Given instruction - How many lines in the entries below contain the string "Assume", with case counting? Reply with the number alone.

Data shown -

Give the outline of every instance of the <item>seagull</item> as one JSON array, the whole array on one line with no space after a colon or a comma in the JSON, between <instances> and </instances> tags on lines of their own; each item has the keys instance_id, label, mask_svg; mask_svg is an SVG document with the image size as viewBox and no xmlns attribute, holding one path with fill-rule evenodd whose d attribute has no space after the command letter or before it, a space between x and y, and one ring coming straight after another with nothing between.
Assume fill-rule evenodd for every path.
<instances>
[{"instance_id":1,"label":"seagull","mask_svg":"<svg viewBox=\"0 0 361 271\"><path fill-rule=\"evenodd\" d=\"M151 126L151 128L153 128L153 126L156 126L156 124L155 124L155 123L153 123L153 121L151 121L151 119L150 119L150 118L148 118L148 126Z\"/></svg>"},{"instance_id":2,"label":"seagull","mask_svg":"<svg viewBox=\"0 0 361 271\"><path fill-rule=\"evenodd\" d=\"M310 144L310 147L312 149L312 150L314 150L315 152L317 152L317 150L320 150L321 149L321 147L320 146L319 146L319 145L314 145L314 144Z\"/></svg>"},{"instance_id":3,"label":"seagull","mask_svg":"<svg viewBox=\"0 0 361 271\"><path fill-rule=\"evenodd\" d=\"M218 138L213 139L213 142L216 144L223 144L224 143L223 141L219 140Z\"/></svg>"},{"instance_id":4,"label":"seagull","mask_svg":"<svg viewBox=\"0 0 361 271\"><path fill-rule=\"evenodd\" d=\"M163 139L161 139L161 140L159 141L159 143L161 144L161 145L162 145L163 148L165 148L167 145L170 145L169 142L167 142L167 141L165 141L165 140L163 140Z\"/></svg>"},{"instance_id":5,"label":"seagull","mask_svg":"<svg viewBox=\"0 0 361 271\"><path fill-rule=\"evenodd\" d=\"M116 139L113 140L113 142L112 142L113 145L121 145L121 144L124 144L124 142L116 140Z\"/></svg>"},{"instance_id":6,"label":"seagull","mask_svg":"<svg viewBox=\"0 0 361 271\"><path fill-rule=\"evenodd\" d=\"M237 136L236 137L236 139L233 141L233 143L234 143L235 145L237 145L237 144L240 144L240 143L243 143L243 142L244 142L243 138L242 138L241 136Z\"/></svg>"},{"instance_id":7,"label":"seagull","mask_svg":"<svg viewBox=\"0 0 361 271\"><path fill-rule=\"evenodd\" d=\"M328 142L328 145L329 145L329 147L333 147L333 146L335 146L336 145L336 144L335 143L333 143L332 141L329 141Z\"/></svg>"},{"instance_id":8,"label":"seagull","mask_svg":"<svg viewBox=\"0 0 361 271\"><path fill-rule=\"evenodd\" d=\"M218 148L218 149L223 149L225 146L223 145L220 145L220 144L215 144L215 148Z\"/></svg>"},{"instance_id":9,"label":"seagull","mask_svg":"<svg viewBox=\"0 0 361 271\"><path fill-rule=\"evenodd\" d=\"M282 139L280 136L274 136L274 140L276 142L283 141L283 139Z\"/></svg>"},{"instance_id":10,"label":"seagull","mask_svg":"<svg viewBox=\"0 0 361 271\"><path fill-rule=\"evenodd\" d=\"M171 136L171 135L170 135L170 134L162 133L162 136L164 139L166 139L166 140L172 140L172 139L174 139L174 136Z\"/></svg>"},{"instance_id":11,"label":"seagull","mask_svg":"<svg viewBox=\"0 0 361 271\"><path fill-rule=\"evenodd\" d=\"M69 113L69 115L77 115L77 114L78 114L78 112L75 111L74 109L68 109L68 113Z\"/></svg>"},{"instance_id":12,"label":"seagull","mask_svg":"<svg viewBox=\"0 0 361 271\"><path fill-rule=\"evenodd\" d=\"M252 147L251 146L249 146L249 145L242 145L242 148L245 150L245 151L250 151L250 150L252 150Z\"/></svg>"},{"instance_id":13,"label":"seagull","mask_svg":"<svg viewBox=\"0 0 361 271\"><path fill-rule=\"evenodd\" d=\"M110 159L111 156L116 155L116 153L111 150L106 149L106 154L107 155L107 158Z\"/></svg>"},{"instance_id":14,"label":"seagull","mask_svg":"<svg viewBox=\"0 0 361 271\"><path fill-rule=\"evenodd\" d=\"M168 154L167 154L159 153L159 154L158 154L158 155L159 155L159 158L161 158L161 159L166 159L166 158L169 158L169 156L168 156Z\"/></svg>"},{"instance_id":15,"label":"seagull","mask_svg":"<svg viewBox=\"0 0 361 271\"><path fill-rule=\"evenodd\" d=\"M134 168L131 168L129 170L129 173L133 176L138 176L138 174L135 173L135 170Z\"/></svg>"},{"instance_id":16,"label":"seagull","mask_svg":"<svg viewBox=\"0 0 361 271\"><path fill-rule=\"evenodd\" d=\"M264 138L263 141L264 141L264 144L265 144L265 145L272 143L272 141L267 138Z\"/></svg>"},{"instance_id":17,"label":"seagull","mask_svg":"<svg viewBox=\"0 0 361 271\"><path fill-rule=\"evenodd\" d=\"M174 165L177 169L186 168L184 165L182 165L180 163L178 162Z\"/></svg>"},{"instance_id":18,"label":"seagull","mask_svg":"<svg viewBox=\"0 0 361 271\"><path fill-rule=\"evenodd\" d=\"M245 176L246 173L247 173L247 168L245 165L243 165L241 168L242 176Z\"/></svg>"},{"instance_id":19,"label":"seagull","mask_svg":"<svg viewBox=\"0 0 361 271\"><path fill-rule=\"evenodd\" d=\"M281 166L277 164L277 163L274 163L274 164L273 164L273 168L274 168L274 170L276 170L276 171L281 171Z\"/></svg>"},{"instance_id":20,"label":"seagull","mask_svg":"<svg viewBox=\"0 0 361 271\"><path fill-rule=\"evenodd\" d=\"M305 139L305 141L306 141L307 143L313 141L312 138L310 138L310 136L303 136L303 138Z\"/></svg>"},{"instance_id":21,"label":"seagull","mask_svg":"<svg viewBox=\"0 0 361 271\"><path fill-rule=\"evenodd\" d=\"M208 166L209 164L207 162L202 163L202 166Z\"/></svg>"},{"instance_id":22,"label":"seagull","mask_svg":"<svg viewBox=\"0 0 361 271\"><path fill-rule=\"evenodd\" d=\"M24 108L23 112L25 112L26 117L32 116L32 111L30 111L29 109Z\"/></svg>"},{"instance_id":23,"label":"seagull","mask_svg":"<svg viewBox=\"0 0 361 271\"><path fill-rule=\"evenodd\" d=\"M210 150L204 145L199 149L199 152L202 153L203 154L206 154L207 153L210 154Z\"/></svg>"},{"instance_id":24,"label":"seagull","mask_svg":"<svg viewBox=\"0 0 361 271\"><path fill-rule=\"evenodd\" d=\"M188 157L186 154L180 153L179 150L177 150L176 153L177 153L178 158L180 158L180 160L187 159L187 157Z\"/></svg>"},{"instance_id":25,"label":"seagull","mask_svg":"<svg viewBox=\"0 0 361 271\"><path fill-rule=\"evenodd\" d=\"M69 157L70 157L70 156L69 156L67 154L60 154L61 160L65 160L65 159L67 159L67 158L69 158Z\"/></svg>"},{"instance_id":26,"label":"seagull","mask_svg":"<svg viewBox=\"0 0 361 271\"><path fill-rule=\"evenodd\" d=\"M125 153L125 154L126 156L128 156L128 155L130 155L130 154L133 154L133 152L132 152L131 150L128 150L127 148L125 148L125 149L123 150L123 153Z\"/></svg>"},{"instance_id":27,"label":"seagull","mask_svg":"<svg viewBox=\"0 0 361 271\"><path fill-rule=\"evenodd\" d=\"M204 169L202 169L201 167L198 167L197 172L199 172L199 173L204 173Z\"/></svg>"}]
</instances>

Solution below - 1